### GIVEN TASK
List every symbol that the explanation of symbols in the problem set excerpt says means "AND".

### EXTRACT
Please work on all questions.  Turn in the outline and structure of a
solution, even if you cannot provide every step, and we will
try to assign some part marks.  However, if there is any question you
cannot see how to even begin, leave it blank you will receive 20\%
of the marks for that question.

Be sure to give full credit to any sources you consult (other than
course notes, TAs, and the instructor) in preparing this problem set.
If you try to pass off somebody else's work as your own for credit,
you are committing an academic offense, and that can entail serious
consequences.  Any ideas that you do not attribute to someone else are
assumed to be the ideas of the author(s) listed below, and will be
evaluated for grading.

Write your name(s) and student number(s) (maximum of two names and two
student numbers) in the space below.\vspace{2\baselineskip}

\noindent Name\hfill
\rule{0.8\textwidth}{1pt}\\[2\baselineskip]
\noindent Student \#\hfill
\rule{0.8\textwidth}{1pt}\\[2\baselineskip]
\noindent Name\hfill
\rule{0.8\textwidth}{1pt}\\[2\baselineskip]
\noindent Student \#\hfill
\rule{0.8\textwidth}{1pt}
\newpage

\begin{enumerate}
\item \textbf{Prerequisites}

The following fragments are from the U of T Arts \& Science Calendar,
specifying the prerequisites for CSC165: 

\begin{quotation}\noindent
CSC107H1/CSC108H1/(CSC148H1/CSC150H1 taken concurrently); U Advanced
Functions and Introductory Calculus, and one of U Geometry and
Discrete Mathematics or U Mathematics of Data Management OR OAC
Calculus and one of Algebra \& Geometry or Finite Mathematics\\
\vdots\\
\noindent
Explanation of Symbols The comma (,) the semi-colon(;) the ampersand
(\&) and the plus sign (+) all mean ``AND''. The slash (/) means
``OR''.

### RECORD SET

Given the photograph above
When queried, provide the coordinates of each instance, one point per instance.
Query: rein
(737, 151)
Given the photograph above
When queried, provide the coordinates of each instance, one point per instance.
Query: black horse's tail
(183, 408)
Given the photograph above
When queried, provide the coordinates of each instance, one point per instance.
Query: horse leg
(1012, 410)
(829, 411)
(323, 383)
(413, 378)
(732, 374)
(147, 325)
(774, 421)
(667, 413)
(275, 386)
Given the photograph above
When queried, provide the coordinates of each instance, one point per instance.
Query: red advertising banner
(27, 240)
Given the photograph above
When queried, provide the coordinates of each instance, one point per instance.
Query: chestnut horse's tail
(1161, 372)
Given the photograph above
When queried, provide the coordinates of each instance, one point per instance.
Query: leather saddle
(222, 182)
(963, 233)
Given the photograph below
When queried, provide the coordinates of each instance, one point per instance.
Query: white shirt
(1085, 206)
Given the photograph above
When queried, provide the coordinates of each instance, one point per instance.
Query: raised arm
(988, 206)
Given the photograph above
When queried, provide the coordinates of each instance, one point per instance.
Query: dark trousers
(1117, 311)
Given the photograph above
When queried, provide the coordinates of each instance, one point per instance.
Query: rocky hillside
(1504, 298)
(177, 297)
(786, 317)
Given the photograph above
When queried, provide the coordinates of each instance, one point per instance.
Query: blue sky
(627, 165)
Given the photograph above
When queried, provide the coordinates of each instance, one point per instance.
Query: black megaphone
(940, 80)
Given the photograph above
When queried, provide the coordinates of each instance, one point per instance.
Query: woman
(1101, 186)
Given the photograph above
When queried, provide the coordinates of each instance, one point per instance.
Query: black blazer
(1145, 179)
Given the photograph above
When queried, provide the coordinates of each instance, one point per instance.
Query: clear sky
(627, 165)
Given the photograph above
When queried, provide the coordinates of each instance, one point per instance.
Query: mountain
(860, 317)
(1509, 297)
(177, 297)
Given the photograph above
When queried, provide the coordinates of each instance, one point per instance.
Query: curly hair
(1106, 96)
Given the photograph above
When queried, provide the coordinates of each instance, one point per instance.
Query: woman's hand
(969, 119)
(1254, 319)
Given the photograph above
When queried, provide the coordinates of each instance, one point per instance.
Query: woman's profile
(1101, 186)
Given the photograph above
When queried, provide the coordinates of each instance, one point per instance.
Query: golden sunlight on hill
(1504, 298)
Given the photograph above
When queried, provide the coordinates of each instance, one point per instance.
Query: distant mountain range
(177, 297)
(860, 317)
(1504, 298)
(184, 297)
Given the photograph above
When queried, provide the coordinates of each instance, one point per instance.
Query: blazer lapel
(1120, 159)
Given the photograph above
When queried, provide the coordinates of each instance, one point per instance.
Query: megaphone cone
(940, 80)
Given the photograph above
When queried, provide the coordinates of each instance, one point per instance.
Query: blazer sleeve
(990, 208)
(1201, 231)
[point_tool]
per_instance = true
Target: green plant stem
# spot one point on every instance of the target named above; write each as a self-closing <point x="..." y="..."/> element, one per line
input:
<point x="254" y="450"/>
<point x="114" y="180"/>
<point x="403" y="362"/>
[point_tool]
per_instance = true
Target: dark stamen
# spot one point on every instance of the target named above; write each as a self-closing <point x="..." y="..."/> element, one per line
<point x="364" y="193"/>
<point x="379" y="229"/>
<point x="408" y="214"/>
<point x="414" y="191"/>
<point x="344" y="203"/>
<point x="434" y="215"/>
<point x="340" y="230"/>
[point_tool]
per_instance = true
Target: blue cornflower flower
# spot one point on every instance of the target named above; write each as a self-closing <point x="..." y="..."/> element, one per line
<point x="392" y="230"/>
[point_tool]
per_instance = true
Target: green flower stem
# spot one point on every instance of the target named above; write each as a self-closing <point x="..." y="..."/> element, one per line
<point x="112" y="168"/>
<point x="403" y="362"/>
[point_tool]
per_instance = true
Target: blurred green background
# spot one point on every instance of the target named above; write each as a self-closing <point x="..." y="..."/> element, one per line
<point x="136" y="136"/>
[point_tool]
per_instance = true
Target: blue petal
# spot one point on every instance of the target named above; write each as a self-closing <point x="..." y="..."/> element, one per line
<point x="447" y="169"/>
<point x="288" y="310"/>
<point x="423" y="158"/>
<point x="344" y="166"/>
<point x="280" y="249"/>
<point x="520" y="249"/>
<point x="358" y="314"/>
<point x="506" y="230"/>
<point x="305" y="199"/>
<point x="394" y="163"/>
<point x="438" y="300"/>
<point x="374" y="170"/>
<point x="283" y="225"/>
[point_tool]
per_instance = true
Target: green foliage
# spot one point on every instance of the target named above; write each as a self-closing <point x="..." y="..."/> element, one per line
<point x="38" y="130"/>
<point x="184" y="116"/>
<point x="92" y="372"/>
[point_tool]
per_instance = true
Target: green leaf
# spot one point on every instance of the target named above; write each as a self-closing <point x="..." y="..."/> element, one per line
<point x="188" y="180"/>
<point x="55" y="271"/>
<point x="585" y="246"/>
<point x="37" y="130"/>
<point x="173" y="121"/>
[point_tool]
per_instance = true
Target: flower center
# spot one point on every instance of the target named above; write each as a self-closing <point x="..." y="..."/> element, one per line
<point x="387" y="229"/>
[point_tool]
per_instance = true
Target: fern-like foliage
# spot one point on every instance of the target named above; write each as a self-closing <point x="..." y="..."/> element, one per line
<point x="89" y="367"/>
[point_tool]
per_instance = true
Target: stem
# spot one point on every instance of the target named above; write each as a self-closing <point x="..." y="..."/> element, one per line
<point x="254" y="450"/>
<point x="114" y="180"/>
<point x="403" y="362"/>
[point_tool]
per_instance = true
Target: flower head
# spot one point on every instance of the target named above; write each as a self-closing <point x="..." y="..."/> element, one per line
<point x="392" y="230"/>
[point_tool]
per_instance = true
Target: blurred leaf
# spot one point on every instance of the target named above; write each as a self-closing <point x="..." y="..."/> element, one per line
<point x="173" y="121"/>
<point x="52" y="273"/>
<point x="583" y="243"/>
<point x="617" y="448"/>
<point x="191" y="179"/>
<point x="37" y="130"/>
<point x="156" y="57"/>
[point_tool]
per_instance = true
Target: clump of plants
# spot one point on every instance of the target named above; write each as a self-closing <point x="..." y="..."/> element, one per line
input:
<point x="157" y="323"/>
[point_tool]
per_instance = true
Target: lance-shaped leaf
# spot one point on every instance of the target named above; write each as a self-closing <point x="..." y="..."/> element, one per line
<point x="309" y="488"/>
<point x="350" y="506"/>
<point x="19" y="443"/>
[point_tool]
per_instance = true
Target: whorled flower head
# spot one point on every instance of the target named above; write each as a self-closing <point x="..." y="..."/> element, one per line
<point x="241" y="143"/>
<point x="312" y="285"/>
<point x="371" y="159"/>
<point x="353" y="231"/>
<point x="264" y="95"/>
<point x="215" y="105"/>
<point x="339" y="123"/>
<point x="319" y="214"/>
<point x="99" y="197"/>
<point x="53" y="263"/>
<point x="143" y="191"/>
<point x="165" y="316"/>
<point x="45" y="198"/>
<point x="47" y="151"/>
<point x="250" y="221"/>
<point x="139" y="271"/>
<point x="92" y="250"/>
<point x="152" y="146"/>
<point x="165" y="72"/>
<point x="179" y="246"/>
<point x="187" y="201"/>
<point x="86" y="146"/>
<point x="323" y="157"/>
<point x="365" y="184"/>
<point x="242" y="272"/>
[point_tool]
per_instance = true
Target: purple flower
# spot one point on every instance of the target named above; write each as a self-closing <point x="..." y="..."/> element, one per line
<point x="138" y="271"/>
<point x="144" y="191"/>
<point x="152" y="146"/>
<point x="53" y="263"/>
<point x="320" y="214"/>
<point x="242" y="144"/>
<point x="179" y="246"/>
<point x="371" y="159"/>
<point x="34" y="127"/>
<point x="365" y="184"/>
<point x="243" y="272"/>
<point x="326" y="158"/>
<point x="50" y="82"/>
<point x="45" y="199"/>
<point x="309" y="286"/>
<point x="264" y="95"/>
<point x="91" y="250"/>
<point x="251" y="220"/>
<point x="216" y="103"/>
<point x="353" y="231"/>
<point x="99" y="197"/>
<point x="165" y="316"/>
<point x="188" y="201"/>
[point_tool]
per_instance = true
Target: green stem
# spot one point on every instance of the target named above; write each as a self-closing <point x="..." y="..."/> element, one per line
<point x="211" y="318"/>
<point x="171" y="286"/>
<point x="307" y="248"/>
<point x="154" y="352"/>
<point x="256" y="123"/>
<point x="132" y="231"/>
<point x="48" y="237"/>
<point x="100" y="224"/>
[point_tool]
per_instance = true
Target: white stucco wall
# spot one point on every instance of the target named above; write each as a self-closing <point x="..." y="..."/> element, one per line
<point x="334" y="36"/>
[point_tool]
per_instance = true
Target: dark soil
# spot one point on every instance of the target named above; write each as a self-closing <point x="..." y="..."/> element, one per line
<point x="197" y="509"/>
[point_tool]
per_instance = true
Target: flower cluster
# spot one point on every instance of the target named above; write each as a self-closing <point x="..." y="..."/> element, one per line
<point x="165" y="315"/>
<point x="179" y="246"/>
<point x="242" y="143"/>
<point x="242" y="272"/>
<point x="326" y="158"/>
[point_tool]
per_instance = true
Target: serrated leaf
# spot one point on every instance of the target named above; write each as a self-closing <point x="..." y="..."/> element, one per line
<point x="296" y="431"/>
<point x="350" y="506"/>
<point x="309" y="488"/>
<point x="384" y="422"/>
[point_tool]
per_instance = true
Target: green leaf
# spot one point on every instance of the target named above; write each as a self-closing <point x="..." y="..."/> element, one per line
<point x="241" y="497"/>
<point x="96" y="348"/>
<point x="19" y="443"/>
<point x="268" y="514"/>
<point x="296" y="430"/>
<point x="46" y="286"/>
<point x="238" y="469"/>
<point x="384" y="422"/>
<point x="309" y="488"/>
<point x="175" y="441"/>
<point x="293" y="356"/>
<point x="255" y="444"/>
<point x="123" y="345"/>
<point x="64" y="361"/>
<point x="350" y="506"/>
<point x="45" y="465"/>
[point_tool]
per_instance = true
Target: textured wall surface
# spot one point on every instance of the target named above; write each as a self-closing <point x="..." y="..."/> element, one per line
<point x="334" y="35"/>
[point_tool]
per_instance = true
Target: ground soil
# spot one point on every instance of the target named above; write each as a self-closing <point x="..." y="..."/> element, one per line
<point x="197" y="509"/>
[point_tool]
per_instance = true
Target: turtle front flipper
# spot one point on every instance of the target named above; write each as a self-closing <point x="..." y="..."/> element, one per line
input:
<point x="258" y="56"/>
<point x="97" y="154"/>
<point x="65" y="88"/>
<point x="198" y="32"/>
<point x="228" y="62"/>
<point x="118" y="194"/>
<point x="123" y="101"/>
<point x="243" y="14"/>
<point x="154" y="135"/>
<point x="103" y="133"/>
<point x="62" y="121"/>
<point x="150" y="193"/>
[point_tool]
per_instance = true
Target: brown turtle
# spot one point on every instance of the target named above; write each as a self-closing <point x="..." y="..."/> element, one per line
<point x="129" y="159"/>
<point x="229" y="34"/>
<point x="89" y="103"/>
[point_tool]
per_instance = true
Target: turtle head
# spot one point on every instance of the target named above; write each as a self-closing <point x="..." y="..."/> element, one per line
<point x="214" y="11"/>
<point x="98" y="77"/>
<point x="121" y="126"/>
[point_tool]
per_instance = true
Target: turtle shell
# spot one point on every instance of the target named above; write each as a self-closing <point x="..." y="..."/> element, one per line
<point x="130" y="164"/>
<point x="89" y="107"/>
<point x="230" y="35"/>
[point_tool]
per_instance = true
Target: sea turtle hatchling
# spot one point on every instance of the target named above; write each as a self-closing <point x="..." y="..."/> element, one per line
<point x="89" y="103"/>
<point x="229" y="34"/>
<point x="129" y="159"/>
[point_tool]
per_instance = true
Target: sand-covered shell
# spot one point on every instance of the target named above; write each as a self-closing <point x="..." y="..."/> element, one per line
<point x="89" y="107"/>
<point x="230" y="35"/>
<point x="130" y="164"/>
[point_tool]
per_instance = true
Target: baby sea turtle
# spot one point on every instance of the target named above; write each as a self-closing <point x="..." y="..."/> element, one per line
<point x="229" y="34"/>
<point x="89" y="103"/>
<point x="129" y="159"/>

### SOLUTION FOR THIS TASK
The comma (,), the semi-colon (;), the ampersand (&), and the plus sign (+).